#### Kaynak Metin:
- - - - - - -

Öncelikle belirteyim, inceleme sondaki küçük bir kısma kadar spoiler içermeyecek. Kimsenin okuma hevesinin kaçmasını istemiyorum, hayran kaldığım bir kitaptı ve karakterler hakkında en ufak bir bilgi bile alınan zevki düşürebilir, bu yüzden herkesin en kısa zamanda okumasını ve kitap hakkında bilgileri olmadan benimle aynı hisleri yaşamasını isterim. Okuyanlarla da dm'den tartışmayı çok isterim, üzerine konuşulacak çok şey var.
Konuyu en kısa şekilde özetlersem baş karakterimiz Dantes'e bir komplo kuruluyor, bu komplo sonucu da Dantes, en aşağılık mahkumlar için ayrılmış bir hapishaneye atılıyor; burada on dört yılını geçiriyor. Çıktığında ise kendisine bu komployu kuranları içten içe çürüterek hepsinin sonunu getirmeye başlıyor.

- - - - - - -

Bir veri kümesinden kayıtlar:
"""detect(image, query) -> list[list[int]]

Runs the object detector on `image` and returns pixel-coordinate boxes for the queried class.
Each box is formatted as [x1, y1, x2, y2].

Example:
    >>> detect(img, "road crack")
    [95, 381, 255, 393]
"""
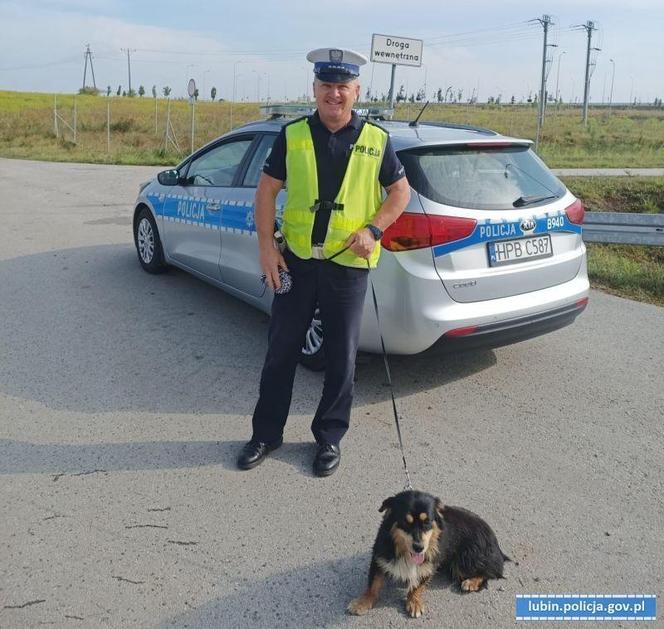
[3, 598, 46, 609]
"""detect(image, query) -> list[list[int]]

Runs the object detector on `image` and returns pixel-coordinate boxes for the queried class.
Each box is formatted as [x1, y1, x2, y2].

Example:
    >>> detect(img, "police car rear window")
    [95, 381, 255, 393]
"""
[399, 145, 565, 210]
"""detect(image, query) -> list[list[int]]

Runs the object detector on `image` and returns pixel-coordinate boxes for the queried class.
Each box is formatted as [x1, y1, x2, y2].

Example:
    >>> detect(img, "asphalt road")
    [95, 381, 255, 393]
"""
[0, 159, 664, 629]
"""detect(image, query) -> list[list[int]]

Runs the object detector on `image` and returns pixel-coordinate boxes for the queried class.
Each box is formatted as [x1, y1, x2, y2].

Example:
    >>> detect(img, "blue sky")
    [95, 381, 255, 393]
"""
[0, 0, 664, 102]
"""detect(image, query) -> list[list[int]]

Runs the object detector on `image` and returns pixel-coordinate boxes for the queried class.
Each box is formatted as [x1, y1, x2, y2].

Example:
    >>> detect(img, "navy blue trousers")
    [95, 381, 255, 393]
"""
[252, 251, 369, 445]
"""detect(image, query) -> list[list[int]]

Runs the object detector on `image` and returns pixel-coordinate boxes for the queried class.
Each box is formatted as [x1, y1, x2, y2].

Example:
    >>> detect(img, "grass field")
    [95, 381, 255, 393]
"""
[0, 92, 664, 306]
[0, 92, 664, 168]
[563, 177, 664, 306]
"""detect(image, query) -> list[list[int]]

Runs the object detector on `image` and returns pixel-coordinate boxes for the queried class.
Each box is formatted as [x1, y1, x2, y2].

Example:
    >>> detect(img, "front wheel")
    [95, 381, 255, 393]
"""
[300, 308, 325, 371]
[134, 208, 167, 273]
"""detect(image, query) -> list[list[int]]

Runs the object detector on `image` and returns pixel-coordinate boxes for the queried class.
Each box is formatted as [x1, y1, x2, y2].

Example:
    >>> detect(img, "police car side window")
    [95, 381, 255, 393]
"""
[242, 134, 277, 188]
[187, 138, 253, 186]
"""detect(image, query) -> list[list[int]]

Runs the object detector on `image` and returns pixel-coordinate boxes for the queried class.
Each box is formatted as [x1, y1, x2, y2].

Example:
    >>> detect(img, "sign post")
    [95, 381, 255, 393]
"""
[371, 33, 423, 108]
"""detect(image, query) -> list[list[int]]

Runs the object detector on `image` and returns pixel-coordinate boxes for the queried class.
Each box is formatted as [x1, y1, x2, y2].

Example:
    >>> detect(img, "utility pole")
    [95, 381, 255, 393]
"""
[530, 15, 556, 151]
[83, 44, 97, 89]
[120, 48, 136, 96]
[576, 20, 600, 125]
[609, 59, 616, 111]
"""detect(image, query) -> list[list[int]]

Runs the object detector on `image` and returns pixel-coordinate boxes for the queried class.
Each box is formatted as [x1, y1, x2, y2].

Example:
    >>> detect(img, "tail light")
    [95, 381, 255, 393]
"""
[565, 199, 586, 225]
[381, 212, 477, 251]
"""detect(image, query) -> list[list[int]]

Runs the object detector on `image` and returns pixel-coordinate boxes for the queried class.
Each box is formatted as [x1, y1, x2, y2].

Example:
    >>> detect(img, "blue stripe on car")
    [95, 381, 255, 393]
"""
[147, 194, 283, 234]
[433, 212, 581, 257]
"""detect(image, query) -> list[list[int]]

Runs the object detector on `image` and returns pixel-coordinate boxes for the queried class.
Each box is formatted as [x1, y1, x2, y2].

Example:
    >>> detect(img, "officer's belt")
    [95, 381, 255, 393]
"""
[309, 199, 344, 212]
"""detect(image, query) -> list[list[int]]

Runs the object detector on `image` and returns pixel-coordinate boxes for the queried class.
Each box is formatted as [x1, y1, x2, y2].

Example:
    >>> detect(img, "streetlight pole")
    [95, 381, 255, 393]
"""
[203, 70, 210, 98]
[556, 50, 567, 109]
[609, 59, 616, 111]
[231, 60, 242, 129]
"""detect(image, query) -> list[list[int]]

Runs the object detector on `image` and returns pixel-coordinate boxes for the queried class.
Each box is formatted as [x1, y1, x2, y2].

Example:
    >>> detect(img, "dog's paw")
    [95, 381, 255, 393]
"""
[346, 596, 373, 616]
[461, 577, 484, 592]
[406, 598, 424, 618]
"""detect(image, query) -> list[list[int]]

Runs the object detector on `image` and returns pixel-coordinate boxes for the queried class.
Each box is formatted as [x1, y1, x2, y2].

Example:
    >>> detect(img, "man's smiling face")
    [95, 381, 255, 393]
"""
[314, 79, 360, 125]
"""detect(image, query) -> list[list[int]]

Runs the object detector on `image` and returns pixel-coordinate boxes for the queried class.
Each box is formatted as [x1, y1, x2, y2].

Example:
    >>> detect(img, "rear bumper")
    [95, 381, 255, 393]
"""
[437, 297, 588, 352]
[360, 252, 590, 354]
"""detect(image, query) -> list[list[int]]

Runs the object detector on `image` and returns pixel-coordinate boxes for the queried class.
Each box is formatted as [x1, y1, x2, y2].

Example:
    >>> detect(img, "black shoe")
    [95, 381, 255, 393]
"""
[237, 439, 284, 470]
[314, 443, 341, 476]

- - - - - - -

#### Yapılacak İşler:
1: Kitap incelemesine göre (a), (b) ve (c) ifadelerinin metinle uyuşup uyuşmadığını evet ya da hayır ile belirtiniz ve her karar için belirleyici sözleri incelemeden aynen alıntılayınız. (a) İnceleme, sondaki küçük bir kısım dışında spoiler içermemektedir. (b) Dantes hapishanede on yıl geçirmektedir. (c) Dantes, hapishaneden çıktıktan sonra kendisine komplo kuranları affetmektedir.
2: Listede şu dizeyi içeren bütün satırları bulunuz ve her birini değiştirmeden yazınız: "rear".
Metin ile liste birbirinden bağımsız iki ayrı malzemedir.

#### Görevlere Göre Yanıtlar:
1:
(a) Evet: "inceleme sondaki küçük bir kısma kadar spoiler içermeyecek"
(b) Hayır: "burada on dört yılını geçiriyor"
(c) Hayır: "kendisine bu komployu kuranları içten içe çürüterek hepsinin sonunu getirmeye başlıyor"

2:
    >>> detect(img, "police car rear window")
    >>> detect(img, "rear bumper")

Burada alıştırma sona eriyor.